* **TASK OBJECTIVE**
Copy out only those lines running from the line with "Target: gravel path" to the end of the listing, keeping each one exactly as it is.
━━━ AVAILABLE DATA
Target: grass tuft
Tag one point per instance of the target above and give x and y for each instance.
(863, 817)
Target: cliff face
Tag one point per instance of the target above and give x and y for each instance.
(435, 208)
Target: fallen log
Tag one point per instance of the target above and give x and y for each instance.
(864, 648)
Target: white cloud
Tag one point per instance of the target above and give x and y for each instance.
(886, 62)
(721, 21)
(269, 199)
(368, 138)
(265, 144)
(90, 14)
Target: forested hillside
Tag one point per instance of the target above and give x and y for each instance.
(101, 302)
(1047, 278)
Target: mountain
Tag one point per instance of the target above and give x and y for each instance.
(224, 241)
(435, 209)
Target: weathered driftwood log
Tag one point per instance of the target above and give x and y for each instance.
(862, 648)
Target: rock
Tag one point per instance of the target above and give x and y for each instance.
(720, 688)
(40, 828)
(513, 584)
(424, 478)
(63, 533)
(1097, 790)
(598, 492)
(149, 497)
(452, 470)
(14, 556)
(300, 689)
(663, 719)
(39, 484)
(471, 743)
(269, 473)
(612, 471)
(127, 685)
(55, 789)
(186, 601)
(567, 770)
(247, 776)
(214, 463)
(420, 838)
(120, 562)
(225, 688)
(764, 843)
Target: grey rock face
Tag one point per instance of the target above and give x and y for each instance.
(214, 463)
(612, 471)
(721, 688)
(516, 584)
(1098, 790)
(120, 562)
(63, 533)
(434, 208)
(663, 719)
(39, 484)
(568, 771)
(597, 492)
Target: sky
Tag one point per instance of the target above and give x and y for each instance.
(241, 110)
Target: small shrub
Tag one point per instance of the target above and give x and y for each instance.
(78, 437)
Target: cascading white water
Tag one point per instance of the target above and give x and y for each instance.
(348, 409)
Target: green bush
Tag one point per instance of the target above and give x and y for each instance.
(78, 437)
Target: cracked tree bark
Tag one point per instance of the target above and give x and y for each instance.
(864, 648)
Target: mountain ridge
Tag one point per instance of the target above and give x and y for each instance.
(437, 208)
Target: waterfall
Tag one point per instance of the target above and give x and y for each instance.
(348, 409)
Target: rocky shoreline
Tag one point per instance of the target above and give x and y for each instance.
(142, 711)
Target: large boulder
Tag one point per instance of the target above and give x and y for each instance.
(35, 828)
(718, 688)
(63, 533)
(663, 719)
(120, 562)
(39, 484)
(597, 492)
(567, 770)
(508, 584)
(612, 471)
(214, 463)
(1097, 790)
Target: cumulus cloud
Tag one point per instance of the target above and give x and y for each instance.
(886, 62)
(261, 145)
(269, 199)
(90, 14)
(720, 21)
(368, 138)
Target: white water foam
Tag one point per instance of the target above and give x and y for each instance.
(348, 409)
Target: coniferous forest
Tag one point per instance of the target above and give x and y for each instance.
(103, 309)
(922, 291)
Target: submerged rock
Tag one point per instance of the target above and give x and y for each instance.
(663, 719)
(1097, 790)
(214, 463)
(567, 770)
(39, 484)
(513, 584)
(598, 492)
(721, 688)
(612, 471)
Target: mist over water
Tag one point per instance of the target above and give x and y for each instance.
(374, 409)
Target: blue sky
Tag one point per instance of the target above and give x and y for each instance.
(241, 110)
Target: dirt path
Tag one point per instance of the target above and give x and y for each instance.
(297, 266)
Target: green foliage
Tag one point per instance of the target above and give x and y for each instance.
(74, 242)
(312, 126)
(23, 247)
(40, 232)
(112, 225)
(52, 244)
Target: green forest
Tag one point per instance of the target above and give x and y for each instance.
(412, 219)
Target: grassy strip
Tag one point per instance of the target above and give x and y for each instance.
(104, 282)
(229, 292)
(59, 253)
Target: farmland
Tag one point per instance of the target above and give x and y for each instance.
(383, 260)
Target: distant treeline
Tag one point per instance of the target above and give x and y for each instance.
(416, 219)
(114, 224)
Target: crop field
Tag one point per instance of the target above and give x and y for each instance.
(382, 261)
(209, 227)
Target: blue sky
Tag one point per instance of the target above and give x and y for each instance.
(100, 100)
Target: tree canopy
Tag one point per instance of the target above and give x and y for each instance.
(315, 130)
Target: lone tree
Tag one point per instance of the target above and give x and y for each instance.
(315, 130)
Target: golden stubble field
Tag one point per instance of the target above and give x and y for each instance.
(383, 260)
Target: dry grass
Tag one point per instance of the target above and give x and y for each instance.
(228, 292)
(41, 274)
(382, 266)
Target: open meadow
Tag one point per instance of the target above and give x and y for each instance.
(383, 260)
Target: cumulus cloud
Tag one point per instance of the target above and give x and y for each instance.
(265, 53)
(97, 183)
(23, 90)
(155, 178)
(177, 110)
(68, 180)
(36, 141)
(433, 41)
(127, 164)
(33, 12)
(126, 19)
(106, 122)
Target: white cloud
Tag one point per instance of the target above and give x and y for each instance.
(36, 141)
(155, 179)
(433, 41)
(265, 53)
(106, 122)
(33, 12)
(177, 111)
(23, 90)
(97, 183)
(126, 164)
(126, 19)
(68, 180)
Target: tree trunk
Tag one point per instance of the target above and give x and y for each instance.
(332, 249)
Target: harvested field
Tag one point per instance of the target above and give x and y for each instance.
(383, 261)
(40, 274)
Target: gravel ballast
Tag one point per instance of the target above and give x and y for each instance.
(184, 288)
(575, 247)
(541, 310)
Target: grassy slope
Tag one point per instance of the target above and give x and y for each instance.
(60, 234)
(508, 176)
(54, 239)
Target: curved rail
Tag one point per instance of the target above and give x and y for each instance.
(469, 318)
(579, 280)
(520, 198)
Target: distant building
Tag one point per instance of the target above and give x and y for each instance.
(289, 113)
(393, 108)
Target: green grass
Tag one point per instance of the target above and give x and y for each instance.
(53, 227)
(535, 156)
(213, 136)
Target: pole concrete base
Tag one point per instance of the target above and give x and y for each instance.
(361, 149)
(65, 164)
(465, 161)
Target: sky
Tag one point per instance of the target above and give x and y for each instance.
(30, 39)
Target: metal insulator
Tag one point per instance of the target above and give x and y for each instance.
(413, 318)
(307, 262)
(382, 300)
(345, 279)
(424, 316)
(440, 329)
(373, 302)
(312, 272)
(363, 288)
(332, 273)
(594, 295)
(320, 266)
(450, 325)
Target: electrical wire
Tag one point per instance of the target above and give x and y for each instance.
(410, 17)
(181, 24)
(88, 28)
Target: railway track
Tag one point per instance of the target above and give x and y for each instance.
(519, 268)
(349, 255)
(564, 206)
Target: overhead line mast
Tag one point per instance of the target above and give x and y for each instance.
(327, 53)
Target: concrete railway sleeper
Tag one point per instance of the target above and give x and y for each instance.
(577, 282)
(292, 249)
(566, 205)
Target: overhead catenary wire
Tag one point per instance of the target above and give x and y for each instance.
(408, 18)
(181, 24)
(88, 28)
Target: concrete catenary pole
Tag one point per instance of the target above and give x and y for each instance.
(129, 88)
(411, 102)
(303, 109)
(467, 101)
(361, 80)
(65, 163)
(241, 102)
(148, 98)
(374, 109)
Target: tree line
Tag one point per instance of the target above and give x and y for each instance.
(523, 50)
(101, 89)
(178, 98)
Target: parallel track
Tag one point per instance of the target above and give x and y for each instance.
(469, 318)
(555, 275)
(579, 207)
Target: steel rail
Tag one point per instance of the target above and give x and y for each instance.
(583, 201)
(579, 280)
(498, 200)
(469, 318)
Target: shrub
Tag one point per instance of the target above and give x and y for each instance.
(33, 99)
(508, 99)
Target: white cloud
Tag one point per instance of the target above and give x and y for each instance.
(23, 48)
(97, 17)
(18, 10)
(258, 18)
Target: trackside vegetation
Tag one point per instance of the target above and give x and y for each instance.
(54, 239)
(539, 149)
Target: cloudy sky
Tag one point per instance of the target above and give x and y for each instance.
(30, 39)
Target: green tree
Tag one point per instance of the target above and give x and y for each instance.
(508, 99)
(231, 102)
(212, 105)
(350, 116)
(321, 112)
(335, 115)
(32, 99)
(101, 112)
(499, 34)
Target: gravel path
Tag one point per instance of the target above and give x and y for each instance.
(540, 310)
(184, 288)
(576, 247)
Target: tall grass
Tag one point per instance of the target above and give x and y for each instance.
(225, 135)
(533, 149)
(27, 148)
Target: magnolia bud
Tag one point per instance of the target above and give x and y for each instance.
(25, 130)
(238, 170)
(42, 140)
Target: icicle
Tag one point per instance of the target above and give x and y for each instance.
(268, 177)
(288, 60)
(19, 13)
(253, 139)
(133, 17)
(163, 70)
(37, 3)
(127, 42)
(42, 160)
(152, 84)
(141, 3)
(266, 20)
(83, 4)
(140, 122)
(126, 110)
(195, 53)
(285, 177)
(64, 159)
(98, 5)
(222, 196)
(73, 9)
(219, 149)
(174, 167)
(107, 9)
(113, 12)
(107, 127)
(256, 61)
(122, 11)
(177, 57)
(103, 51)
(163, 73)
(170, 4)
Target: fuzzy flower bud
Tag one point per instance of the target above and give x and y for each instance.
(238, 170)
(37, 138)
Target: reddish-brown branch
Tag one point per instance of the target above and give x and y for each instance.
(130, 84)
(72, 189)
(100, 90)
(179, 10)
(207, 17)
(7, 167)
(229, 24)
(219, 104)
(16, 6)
━━━━━━
* **FINAL RESULT**
Target: gravel path
Tag one point per instance of the target above and give x and y for each instance.
(540, 310)
(184, 288)
(576, 247)
Target: tall grass
Tag one point per instance of the target above and give x and y for each instance.
(225, 135)
(533, 149)
(27, 148)
Target: magnolia bud
Tag one point per instance of the target above and give x and y for each instance.
(25, 130)
(238, 170)
(42, 140)
Target: icicle
Tag one point per instance of the target above and give x and y for each instance.
(268, 177)
(288, 60)
(19, 13)
(253, 139)
(133, 17)
(163, 70)
(37, 3)
(127, 42)
(42, 160)
(152, 84)
(141, 3)
(266, 20)
(83, 4)
(140, 122)
(126, 110)
(195, 53)
(285, 177)
(64, 159)
(98, 5)
(222, 196)
(73, 9)
(219, 149)
(174, 167)
(107, 9)
(113, 12)
(107, 127)
(256, 61)
(122, 11)
(177, 57)
(103, 51)
(163, 73)
(170, 4)
Target: fuzzy flower bud
Tag one point per instance of the target above and give x and y for each instance.
(238, 170)
(37, 138)
Target: reddish-brown branch
Tag one point per instance of the target above and give x and y for each instance.
(130, 84)
(72, 189)
(100, 90)
(179, 10)
(207, 17)
(7, 167)
(229, 24)
(219, 104)
(16, 6)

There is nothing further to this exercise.